▶ _Excerpted passage_:
>>>>>
Use ``get_traceback_limit()`` to get the current limit.
``stop_timer()`` function:
Stop the timer started by ``start_timer()``.
DisplayTop class
----------------
``DisplayTop()`` class:
Display the top of allocated memory blocks.
``display_snapshot(snapshot, count=10, group_by="filename_lineno", cumulative=False, file=None)`` method:
Display a snapshot of memory blocks allocated by Python, *snapshot*
is a ``Snapshot`` instance.
``display_top_diff(top_diff, count=10, file=None)`` method:
Display differences between two ``GroupedStats`` instances,
*top_diff* is a ``StatsDiff`` instance.
``display_top_stats(top_stats, count=10, file=None)`` method:
Display the top of allocated memory blocks grouped by the
``group_by`` attribute of *top_stats*, *top_stats* is a
``GroupedStats`` instance.
``color`` attribute:
If ``True``, always use colors. If ``False``, never use colors. The
default value is ``None``: use colors if the *file* parameter is a
TTY device.
``compare_with_previous`` attribute:
If ``True`` (default value), compare with the previous snapshot. If
``False``, compare with the first snapshot.
``filename_parts`` attribute:
Number of displayed filename parts (int, default: ``3``). Extra
parts are replaced with ``'...'``.
``show_average`` attribute:
If ``True`` (default value), display the average size of memory blocks.
``show_count`` attribute:
If ``True`` (default value), display the number of allocated memory
blocks.
``show_size`` attribute:
If ``True`` (default value), display the size of memory blocks.
<<<<<
▶ _Request A_: What is the default value of the filename_parts attribute in the excerpted documentation?
▶ _Request B_: Continue the excerpted documentation, starting right after its final line.

▶ _Listed entries_:
>>>>>
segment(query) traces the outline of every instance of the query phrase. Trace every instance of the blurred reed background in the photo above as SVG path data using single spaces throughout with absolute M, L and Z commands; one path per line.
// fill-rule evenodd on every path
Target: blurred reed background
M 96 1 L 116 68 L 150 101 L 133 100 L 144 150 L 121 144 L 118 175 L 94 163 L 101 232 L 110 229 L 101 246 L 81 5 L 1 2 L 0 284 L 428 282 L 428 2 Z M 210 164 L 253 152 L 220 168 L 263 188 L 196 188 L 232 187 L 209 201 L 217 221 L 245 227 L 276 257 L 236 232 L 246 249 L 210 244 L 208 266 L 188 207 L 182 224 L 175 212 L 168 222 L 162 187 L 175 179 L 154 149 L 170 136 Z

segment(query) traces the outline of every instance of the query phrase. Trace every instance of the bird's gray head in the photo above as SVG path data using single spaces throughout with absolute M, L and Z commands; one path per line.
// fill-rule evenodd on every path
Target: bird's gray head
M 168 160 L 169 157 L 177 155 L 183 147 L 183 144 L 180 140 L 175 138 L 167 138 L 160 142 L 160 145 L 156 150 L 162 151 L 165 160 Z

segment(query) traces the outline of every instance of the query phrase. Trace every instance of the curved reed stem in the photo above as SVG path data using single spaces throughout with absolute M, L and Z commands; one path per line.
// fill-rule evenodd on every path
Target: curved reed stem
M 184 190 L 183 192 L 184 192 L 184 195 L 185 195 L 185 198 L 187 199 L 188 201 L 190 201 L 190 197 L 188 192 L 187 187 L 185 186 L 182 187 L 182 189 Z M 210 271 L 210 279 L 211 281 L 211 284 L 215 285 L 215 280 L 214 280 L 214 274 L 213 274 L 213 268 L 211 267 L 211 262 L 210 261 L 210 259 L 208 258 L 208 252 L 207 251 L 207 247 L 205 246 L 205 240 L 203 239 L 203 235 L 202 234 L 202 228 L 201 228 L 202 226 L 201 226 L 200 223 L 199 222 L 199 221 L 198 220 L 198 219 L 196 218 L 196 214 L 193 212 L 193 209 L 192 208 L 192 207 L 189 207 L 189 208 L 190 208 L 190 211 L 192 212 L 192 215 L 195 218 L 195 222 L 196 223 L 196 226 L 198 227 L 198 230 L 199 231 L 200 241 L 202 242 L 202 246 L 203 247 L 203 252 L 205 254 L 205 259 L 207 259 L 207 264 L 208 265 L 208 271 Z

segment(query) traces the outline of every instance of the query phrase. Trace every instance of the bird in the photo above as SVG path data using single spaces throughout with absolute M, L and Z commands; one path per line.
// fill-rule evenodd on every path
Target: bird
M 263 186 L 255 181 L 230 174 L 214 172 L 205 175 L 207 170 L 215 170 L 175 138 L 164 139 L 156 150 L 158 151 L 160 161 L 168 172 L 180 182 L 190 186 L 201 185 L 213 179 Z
<<<<<
>>>>>
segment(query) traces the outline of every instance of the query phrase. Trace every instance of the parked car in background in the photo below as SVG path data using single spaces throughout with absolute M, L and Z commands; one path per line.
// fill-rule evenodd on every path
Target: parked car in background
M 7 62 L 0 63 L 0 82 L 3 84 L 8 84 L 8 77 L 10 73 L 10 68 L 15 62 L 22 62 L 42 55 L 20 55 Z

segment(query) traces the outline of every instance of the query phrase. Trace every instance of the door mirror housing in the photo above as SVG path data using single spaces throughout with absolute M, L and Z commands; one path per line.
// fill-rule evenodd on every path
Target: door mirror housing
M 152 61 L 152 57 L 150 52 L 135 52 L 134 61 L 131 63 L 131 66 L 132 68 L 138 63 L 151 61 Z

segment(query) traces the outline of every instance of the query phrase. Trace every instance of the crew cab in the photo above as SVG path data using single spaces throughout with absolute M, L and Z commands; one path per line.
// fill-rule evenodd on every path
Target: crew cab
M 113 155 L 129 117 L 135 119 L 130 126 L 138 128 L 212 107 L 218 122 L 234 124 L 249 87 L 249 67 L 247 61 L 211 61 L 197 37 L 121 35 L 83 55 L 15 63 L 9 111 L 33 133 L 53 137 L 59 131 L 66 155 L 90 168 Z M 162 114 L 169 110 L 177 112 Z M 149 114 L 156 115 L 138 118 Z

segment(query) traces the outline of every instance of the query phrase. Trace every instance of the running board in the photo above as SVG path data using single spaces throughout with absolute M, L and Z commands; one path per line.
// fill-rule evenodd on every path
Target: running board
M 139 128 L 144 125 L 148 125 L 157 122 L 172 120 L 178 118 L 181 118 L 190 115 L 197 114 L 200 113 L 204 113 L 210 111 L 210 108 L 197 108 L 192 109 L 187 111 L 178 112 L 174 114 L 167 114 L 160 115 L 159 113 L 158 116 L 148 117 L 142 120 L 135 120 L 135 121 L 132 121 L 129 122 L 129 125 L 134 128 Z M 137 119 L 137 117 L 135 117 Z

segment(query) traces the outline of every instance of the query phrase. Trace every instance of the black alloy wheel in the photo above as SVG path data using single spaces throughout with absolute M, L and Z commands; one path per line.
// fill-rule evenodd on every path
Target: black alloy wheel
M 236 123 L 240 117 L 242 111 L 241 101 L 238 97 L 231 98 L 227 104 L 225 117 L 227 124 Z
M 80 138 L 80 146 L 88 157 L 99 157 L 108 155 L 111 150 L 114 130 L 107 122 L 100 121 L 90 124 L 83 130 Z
<<<<<
>>>>>
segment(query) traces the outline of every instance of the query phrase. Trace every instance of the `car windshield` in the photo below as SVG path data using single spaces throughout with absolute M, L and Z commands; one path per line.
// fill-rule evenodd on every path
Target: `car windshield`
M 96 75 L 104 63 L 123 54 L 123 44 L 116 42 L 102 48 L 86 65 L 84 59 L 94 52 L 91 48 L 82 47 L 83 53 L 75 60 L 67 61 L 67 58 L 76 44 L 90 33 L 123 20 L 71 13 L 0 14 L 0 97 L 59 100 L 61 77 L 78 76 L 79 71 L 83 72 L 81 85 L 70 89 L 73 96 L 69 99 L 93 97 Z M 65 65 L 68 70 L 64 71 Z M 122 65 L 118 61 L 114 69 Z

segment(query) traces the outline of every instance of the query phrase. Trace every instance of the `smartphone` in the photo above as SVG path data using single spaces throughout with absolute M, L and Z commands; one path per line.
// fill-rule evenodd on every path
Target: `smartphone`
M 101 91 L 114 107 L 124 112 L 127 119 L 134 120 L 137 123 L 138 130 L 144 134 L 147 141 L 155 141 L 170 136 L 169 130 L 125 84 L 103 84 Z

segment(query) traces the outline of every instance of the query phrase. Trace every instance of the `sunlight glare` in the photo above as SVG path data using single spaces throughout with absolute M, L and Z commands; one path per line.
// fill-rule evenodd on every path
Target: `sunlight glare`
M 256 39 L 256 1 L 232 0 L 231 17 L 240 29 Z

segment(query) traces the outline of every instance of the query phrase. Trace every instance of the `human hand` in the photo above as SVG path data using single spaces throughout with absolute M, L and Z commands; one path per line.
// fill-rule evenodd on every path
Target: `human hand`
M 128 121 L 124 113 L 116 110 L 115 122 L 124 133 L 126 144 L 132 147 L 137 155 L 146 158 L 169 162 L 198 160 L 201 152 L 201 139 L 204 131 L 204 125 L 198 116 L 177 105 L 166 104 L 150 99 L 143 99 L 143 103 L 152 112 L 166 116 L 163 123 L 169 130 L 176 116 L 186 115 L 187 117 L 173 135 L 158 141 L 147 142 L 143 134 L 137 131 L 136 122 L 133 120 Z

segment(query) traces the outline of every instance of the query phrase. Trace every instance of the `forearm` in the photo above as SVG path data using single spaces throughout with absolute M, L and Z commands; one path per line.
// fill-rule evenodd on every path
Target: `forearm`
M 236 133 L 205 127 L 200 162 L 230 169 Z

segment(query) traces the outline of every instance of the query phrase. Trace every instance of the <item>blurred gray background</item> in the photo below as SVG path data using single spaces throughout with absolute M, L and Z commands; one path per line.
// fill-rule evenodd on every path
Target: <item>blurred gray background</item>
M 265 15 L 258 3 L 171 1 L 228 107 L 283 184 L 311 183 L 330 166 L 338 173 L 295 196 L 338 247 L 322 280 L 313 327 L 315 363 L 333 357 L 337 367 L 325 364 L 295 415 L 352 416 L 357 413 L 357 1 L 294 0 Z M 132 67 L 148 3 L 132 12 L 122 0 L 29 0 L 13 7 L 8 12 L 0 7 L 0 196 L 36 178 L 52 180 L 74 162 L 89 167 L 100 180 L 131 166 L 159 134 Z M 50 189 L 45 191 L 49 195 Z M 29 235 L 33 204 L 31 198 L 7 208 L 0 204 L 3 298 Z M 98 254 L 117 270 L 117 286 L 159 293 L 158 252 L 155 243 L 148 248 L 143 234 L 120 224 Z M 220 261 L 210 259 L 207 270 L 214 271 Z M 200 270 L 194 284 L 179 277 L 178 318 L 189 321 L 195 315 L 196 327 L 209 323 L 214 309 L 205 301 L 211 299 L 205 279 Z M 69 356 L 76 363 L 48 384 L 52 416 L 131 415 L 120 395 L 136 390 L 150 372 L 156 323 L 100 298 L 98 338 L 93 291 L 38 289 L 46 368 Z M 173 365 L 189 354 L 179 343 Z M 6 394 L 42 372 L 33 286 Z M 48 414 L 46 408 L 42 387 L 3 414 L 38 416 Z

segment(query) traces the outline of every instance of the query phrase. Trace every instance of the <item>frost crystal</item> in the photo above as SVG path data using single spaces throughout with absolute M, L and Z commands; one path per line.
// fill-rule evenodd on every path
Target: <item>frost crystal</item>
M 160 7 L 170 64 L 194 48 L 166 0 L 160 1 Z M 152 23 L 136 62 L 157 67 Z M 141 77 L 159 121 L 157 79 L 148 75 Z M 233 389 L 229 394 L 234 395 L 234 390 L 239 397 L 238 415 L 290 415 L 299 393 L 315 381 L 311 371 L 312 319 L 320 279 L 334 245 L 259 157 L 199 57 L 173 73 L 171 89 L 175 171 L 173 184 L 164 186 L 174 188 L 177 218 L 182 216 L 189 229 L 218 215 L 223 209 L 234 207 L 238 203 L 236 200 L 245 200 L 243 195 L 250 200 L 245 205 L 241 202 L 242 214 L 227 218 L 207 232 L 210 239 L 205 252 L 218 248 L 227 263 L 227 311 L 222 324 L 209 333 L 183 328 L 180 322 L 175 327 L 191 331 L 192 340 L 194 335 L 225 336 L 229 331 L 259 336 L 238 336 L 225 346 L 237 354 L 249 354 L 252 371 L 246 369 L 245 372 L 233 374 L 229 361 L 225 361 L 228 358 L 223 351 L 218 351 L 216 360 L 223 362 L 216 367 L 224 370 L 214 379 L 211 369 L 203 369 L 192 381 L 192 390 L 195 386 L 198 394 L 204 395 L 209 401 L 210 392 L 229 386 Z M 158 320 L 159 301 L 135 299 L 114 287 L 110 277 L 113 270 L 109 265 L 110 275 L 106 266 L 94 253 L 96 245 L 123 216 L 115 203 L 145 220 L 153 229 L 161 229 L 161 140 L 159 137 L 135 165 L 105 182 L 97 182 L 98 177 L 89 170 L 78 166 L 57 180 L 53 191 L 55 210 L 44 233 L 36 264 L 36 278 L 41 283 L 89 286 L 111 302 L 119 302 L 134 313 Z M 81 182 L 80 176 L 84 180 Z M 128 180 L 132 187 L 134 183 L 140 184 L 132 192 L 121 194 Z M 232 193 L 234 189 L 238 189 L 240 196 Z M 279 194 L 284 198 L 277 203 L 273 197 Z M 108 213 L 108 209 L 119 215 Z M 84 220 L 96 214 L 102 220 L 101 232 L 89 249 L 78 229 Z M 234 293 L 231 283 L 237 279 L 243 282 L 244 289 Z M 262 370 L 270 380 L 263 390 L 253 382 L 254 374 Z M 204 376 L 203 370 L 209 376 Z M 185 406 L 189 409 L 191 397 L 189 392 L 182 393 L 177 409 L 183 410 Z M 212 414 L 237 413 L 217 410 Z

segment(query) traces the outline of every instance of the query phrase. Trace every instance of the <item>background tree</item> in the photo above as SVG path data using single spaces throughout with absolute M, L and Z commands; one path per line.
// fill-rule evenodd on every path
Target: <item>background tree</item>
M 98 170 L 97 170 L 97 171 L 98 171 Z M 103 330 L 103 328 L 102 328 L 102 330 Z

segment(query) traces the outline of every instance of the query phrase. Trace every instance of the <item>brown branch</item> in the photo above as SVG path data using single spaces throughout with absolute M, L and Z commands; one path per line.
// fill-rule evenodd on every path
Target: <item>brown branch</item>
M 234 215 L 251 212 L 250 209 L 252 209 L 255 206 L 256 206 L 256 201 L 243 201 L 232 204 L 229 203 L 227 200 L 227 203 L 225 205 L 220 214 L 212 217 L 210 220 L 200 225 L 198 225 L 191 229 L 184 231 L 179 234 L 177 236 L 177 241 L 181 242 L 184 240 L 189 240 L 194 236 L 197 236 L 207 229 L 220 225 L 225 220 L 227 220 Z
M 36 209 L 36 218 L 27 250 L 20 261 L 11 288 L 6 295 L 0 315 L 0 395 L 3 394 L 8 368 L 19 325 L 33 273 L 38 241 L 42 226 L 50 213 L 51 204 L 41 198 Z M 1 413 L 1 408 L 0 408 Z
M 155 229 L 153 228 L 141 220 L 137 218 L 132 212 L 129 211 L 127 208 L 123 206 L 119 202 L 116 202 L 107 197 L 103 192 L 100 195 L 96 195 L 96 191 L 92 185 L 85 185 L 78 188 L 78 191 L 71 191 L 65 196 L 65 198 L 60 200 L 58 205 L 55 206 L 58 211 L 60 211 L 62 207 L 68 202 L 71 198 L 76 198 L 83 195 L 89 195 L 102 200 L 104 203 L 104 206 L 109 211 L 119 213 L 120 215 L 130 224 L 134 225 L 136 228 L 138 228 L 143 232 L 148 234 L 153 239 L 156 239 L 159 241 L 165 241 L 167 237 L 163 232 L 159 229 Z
<<<<<
▶ _Task result A_: 3

▶ _Task result B_:
DisplayTopTask class
--------------------
``DisplayTopTask(count=10, group_by="filename_lineno", cumulative=False, file=sys.stdout, user_data_callback=None)`` class:
Task taking temporary snapshots and displaying the top *count*
memory allocations grouped by *group_by*.
Call the ``start()`` method to start the task.
``display()`` method:
Take a snapshot and display the top *count* biggest allocated memory
blocks grouped by *group_by* using the ``display_top`` attribute.
Return the snapshot, a ``Snapshot`` instance.
``start(delay: int)`` method:
Start a task using the ``start_timer()`` function calling the
``display()`` method every *delay* seconds.
``stop()`` method:
Stop the task started by the ``start()`` method using the
``stop_timer()`` function.
``count`` attribute:
Maximum number of displayed memory blocks.
``cumulative`` attribute:
If ``True``, cumulate size and count of memory blocks of all frames
of each ``Trace`` instance, not only the most recent frame. The
default value is ``False``.
The option is ignored if the traceback limit is ``1``, see the
``get_traceback_limit()`` function.
``display_top`` attribute:
Instance of ``DisplayTop``.
``file`` attribute:
The top is written into *file*.
``group_by`` attribute:
Determine how memory allocations are grouped: see
``Snapshot.top_by`` for the available values.
``user_data_callback`` attribute:
Optional callback collecting user data (callable, default:
``None``). See ``Snapshot.create()``.
Filter class
------------
``Filter(include: bool, pattern: str, lineno: int=None, traceback: bool=False)`` class:
Filter to select which memory allocations are traced. Filters can be
used to reduce the memory usage of the ``tracemalloc`` module, which
can be read using ``get_tracemalloc_size()``.
``match_trace(trace)`` method:
Return ``True`` if the ``Trace`` instance must be kept according to
the filter, ``False`` otherwise.
``match(filename: str, lineno: int)`` method:
Return ``True`` if the filename and line number must be kept
according to the filter, ``False`` otherwise.
``match_filename(filename: str)`` method:
Return ``True`` if the filename must be kept according to the
filter, ``False`` otherwise.
``match_lineno(lineno: int)`` method:
Return ``True`` if the line number must be kept according to the
filter, ``False`` otherwise.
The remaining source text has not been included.